Task brief — Pick out and copy every line of the records below that contains the string "light". Treat uppercase and lowercase as different.
[start of Records supplied]
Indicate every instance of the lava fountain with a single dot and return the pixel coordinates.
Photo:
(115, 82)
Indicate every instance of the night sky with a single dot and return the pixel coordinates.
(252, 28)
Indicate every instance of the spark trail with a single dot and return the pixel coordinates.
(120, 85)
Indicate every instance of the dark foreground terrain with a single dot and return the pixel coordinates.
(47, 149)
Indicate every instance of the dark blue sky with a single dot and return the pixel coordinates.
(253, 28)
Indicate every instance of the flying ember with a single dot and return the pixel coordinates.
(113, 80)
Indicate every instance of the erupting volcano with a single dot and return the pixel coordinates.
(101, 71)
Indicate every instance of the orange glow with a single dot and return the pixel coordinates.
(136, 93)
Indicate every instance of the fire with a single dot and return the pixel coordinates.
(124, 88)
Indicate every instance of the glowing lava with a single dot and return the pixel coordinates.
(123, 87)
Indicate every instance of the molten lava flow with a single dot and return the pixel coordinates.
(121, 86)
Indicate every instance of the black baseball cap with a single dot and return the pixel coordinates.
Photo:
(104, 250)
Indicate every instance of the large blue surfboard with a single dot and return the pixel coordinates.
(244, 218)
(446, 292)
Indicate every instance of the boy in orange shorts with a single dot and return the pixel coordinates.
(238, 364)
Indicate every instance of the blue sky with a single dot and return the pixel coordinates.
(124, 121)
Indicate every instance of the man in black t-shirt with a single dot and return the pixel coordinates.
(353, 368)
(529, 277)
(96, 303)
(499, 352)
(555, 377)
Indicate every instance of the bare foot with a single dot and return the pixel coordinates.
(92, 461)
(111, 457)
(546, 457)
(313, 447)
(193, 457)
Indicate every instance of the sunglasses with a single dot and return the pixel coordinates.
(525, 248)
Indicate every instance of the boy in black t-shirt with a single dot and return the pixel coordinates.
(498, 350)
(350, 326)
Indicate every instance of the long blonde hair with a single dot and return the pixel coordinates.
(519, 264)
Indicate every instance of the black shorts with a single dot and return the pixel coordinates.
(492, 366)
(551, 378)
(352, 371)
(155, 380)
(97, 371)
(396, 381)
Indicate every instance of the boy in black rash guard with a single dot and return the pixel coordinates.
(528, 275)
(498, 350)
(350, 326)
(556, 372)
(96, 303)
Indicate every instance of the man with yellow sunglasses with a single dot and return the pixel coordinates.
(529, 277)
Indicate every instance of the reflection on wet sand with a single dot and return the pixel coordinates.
[end of Records supplied]
[start of Records supplied]
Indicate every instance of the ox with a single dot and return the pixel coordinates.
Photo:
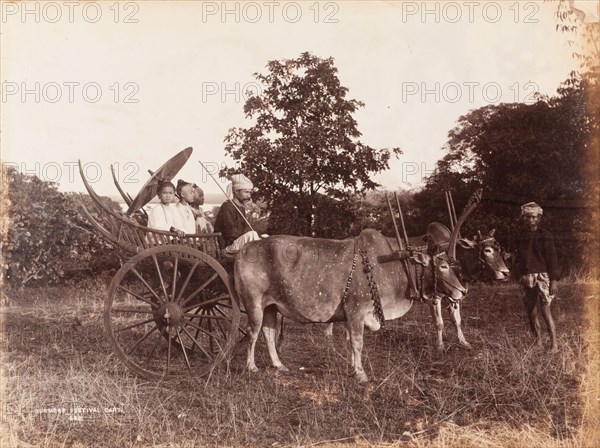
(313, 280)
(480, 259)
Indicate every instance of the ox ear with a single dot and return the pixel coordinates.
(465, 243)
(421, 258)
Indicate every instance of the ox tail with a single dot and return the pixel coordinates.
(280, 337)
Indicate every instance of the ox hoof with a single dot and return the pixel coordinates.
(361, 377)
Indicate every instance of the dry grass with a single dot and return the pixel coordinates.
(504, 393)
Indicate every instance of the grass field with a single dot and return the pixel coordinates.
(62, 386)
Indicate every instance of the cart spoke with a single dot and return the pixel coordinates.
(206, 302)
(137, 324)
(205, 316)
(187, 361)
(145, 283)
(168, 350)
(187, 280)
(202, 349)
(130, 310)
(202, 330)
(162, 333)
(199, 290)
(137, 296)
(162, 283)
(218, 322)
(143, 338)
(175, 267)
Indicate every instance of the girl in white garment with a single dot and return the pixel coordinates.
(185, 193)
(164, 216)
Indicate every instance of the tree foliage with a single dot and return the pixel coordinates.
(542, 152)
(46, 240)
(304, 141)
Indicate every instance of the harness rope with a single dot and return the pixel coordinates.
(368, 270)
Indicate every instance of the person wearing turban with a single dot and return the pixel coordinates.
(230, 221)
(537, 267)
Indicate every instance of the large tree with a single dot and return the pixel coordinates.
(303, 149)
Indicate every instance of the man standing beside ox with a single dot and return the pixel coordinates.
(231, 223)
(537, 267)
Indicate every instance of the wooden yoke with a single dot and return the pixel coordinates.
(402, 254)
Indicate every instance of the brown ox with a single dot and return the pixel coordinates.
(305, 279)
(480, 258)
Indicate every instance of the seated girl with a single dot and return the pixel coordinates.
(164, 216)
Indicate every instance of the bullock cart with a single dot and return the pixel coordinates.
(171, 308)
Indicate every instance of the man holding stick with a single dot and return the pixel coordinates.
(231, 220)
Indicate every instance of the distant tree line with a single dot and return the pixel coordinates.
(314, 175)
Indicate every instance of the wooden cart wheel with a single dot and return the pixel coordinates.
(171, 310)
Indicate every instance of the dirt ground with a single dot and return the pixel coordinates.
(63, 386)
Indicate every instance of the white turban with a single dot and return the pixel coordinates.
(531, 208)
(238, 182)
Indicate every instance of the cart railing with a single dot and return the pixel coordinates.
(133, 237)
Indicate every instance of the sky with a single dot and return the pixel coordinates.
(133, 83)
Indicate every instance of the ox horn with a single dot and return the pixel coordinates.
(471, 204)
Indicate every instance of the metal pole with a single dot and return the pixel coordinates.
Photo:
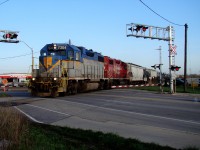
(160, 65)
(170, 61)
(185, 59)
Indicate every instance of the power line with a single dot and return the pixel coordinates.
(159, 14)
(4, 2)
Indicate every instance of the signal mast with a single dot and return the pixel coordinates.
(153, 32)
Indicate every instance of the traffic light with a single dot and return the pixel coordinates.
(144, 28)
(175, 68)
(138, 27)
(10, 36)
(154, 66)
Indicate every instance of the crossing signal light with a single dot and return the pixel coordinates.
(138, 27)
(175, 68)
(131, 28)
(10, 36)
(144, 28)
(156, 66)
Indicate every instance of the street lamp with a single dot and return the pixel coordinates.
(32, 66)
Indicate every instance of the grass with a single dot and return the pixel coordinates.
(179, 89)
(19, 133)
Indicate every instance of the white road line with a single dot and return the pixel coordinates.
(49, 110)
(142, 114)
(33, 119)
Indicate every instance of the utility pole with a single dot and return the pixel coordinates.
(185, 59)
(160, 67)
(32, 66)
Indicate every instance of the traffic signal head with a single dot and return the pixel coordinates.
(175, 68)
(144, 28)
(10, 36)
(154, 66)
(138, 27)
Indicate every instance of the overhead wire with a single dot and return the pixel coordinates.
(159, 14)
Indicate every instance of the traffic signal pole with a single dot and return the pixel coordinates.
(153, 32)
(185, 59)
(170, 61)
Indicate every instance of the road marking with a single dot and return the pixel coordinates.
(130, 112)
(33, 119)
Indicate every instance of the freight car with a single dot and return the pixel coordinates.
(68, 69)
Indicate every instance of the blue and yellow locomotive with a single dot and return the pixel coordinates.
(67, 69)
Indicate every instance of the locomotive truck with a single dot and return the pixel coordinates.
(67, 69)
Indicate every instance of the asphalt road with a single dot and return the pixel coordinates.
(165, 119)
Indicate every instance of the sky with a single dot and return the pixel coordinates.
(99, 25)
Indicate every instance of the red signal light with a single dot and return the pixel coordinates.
[end of Records supplied]
[start of Records supplied]
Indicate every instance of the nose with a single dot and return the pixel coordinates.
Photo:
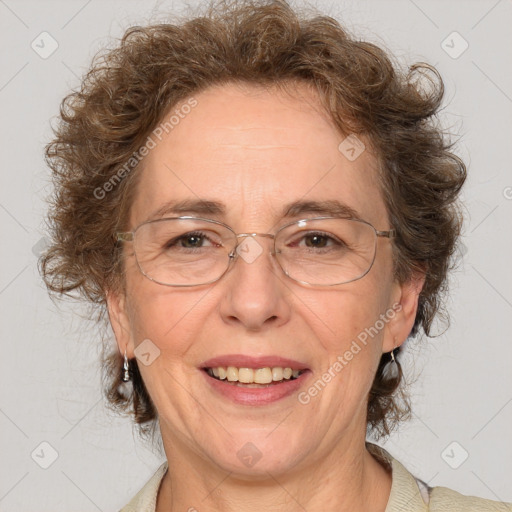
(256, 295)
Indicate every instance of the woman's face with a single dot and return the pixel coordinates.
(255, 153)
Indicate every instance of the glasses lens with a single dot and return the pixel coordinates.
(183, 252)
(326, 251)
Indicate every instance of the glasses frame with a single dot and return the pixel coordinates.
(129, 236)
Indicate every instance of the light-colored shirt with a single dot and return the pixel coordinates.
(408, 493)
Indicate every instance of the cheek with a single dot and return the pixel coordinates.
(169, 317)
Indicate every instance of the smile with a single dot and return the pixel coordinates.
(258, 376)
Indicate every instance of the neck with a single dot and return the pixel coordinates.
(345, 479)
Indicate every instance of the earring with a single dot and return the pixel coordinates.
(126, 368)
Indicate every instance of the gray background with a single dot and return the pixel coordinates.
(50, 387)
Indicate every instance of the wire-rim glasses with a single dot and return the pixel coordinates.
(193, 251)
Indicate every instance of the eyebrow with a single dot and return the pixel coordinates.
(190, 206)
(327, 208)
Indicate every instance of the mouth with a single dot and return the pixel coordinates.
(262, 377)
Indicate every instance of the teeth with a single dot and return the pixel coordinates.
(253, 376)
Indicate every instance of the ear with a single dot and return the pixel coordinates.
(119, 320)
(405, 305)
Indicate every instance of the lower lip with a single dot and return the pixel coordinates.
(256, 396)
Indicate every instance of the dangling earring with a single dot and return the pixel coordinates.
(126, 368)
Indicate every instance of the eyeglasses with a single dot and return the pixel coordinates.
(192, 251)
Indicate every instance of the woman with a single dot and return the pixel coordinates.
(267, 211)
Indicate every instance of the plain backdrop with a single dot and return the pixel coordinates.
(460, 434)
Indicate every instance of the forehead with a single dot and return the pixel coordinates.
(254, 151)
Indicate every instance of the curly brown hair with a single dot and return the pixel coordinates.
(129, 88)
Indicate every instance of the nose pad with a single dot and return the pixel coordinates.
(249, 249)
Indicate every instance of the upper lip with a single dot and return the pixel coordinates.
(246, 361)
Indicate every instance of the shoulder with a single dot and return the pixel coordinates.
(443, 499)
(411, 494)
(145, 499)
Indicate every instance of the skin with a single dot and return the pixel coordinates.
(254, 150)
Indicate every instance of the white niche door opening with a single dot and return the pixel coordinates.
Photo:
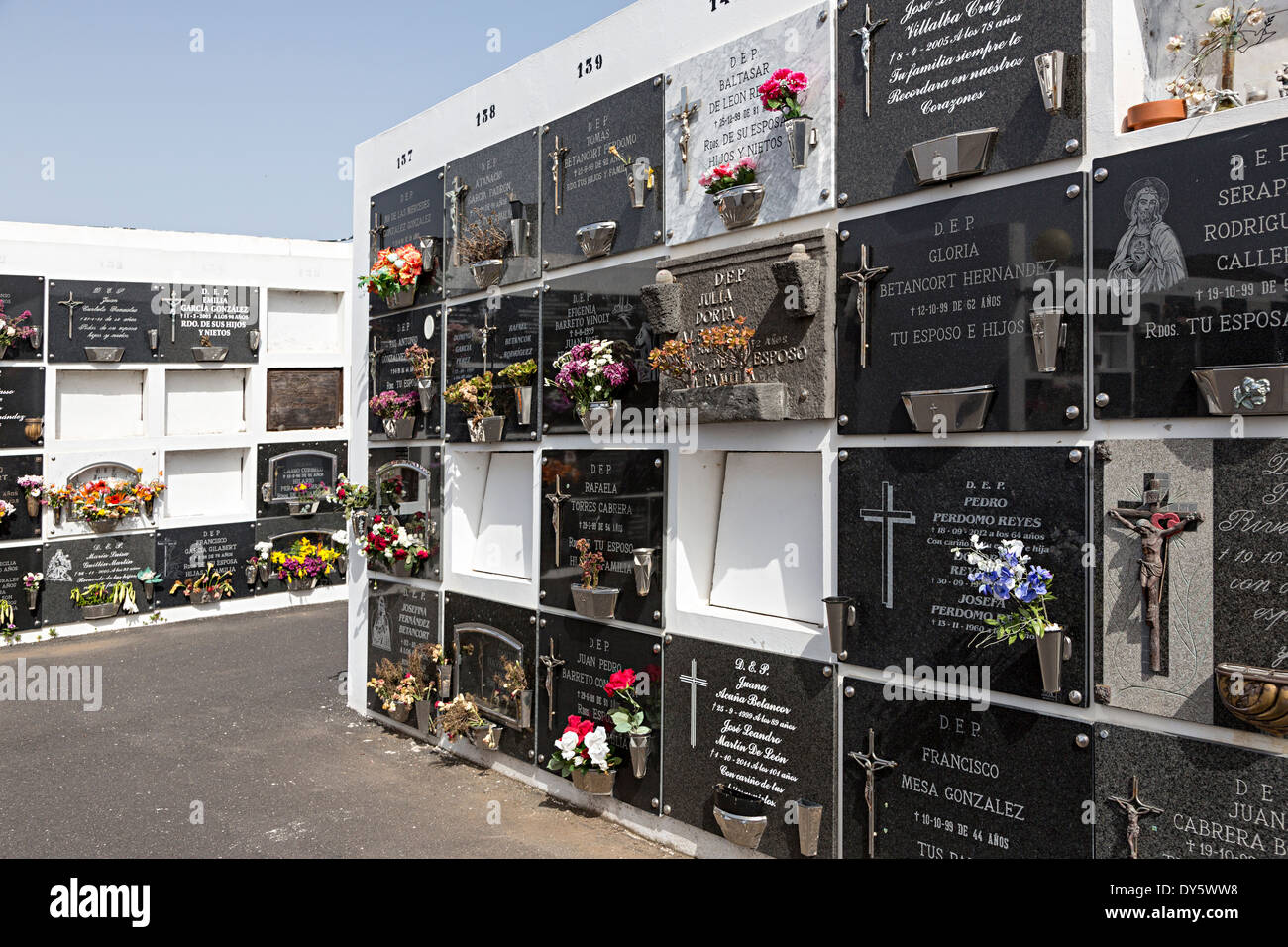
[end of Records supplied]
Reply to the exercise —
Indicate every instance of the traffic light with a single dot and return the pixel coordinates.
Indicate every instance of the crossing signal light with a single dot and return the pixel coordinates.
Indicate every instance of the red signal light with a single dot and return the pixel coordinates.
Indicate every instance of the light-colored shirt with a single dot and return the pixel coordinates.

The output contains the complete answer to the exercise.